» Records provided:
== == ==
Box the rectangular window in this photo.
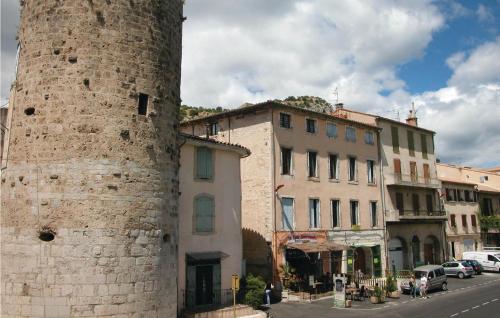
[208,123,219,136]
[331,200,340,228]
[350,201,359,226]
[394,159,402,181]
[347,157,358,181]
[391,126,399,153]
[326,123,337,138]
[137,93,149,115]
[365,131,375,145]
[280,113,292,128]
[411,193,420,214]
[345,127,356,142]
[328,154,339,180]
[370,201,377,227]
[281,198,294,231]
[420,134,427,159]
[366,160,375,184]
[462,214,467,228]
[307,151,318,178]
[306,118,316,134]
[309,199,320,229]
[396,192,405,215]
[425,194,434,212]
[195,147,213,180]
[407,130,415,157]
[281,147,292,175]
[470,215,477,227]
[410,161,418,183]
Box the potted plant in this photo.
[370,286,384,304]
[385,274,399,298]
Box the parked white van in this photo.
[463,251,500,272]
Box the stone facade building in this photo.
[0,0,183,317]
[335,108,446,270]
[178,135,250,311]
[181,102,385,281]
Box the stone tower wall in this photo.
[0,0,182,317]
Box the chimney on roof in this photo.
[406,102,418,127]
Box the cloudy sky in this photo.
[1,0,500,167]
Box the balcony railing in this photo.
[386,173,440,188]
[398,210,447,219]
[181,289,241,311]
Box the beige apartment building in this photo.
[437,164,500,248]
[436,163,482,259]
[181,101,386,281]
[334,107,446,270]
[178,135,250,311]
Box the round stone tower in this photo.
[0,0,183,317]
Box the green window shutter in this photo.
[391,126,399,153]
[195,197,214,232]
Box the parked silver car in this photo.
[401,265,448,293]
[443,261,474,278]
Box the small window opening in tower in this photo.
[137,93,148,115]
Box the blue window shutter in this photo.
[282,198,294,231]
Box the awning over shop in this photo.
[286,241,349,253]
[186,251,229,261]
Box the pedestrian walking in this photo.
[265,281,274,307]
[420,275,428,298]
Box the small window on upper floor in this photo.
[365,131,375,145]
[208,122,219,136]
[280,113,292,128]
[345,127,356,142]
[326,123,337,138]
[137,93,149,115]
[306,118,317,134]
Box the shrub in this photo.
[244,274,266,308]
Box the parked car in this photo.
[459,259,483,275]
[401,265,448,293]
[463,251,500,272]
[443,261,474,278]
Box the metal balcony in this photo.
[385,173,441,189]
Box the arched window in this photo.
[193,195,215,233]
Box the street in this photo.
[270,273,500,318]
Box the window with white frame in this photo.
[347,156,358,181]
[307,151,318,178]
[281,147,292,175]
[331,200,340,228]
[366,160,375,184]
[309,199,320,229]
[345,126,356,142]
[350,200,359,226]
[306,118,317,134]
[370,201,378,227]
[281,198,294,231]
[365,131,375,145]
[193,194,215,233]
[195,147,213,180]
[328,154,339,180]
[326,122,337,138]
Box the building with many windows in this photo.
[181,101,385,281]
[334,107,446,270]
[178,135,250,310]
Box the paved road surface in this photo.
[270,273,500,318]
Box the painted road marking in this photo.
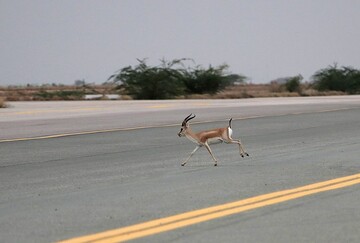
[0,108,358,143]
[59,174,360,243]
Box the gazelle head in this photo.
[178,114,195,137]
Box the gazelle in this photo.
[178,114,249,166]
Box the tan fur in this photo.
[178,114,249,166]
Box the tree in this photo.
[109,60,184,99]
[313,63,360,94]
[108,58,239,99]
[285,74,303,92]
[184,64,230,94]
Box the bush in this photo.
[34,90,84,100]
[313,64,360,94]
[183,65,230,94]
[0,97,6,108]
[285,75,303,93]
[108,59,242,99]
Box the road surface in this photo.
[0,96,360,243]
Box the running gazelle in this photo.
[178,114,249,166]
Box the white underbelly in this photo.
[208,137,224,144]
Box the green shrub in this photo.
[313,64,360,94]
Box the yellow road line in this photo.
[59,174,360,243]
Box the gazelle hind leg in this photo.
[204,142,217,166]
[229,139,249,157]
[181,145,201,166]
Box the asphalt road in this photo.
[0,96,360,243]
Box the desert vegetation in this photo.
[0,59,360,108]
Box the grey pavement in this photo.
[0,97,360,243]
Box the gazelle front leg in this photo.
[204,142,217,166]
[181,145,201,166]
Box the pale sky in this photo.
[0,0,360,85]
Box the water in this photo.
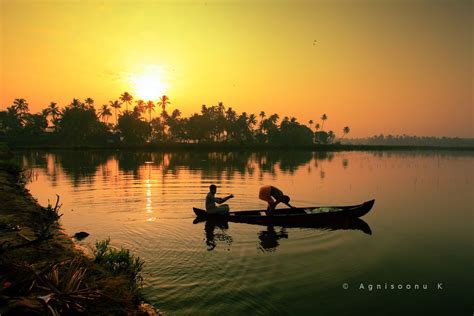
[18,151,474,315]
== == ==
» Problem to solve:
Retype everything in the material from the line containing "Box the white underbelly in this photo." down to the end of the material, keeping each line as it appears and leaving out the pictures.

» Solution:
Box the white underbelly in this photo.
[208,137,224,144]
Box the green shrub in this photo.
[313,64,360,94]
Box the yellow road line in this photo.
[59,174,360,243]
Box the gazelle hind leg in this photo.
[204,142,217,166]
[229,139,249,157]
[181,145,201,166]
Box the asphalt road in this photo.
[0,96,360,243]
Box the desert vegetation in this photo.
[0,59,360,108]
Box the grey pavement in this photo.
[0,97,360,243]
Box the gazelle front leg in this photo.
[204,142,217,166]
[181,145,201,166]
Box the pale sky in this photo.
[0,0,360,85]
Box the water in this photo.
[18,151,474,315]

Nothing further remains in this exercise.